> **Written task a**
In the tea review below, what vessel is used to prepare the Sencha, and why?

> **Document text**
** start **

The package is opened and reveals leaves, which are typically short as a result of deeper steaming; what is unusual on these, however, is their color – light green, almost yellow, yet still shiny and overally very attractive. Their smell is very humble, fresh, predominantly fruity and has tones of apricots, peaches and blackberries.

Because of the higher fragmentation of its leaves, this Sencha is prepared in a small kyusu with mesh filter instead of my favorite shiboriashi. The first infusion is very opaque and has color similar to that of dry leaf – yellowish green. Its taste is very fruity, complex, with vivid hint of umami and freshness, which somehow reminded me of Nunosawa Shincha I'd been enjoying at the beginning of this summer.

The second infusion is brewed only for a short while, resulting in even more opaque, almost non-transparent yellow color and very smooth, harmonic and complex taste with tones of young fruit, milk and umami. The overall feeling of this infusion is a bit warmer, less fresh and lacks the similarities to Shincha. The aftertaste is very humble and mild, quite sweet and once again predominantly fruity.

The third infusion is similar to the second in color and its vivid opaqueness. While still maintaining the fruity sweetness and umami of previous infusions, this brew is now a bit sharper, mouthfilling and somehow heavy.

One more infusion is made of these leaves, resulting in a bit woodsy, warm brew and fruity, full aftertaste, already a bit flat.

I have to admit that I'm not a big fan of Fukamushi teas – I tend to avoid them because of their almost aggressive sharpness and something I would call “fake deepness”. Purity and complexity of Asamushi somehow seems to fit me better. This tea, however, is an exception to some extent, being unusually humble and harmonic, even in further infusions.

May the new year be really successful and filled with good tea and happiness for all of you.

Monday, December 20, 2010

2010 Gyokuro Saemidori Competition Grade

The sun is shining once again in Bratislava (melting all the snow so there likely won't be any on Christmas, but oh well, what can we do) – after such a long time, it really is a nice alternative to the cold, cloudy days, during which I usually tend to lack natural light a lot.

** end **

> **Data listing**

** start **

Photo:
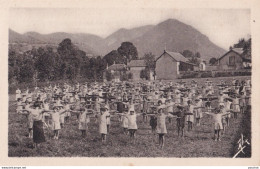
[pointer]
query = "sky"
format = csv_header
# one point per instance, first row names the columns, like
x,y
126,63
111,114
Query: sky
x,y
222,26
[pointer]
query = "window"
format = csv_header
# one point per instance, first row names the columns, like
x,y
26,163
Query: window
x,y
231,60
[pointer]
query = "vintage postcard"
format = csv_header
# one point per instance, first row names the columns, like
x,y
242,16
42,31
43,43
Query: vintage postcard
x,y
130,83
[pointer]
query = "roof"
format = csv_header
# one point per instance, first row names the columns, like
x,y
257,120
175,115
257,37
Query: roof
x,y
117,67
238,51
176,56
137,63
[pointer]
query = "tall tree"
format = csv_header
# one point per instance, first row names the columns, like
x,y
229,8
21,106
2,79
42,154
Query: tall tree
x,y
128,50
212,61
149,59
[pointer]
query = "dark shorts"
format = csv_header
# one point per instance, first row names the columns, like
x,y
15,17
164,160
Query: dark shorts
x,y
38,133
160,135
132,131
181,122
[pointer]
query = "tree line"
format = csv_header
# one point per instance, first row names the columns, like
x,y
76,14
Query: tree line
x,y
66,62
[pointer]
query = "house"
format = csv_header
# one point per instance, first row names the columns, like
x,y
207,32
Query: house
x,y
169,65
114,72
135,67
234,59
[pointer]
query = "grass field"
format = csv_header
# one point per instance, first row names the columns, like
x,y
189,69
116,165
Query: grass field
x,y
196,143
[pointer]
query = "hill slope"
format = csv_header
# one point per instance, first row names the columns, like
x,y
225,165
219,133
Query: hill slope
x,y
173,34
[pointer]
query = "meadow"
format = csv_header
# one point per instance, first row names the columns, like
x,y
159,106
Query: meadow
x,y
196,143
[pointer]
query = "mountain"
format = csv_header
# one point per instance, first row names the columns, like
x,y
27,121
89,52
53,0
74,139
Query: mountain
x,y
115,39
173,34
176,36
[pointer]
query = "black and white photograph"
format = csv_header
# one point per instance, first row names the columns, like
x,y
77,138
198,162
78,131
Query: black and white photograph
x,y
137,82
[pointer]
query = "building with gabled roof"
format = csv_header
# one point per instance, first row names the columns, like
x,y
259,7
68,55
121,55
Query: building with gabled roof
x,y
169,65
234,59
135,67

** end **

> **Written task b**
Return every line of the records above that contains the string "field".

> **Solution a**
A small kyusu with a mesh filter, because of the higher fragmentation of the leaves.

> **Solution b**
query = "grass field"
Query: grass field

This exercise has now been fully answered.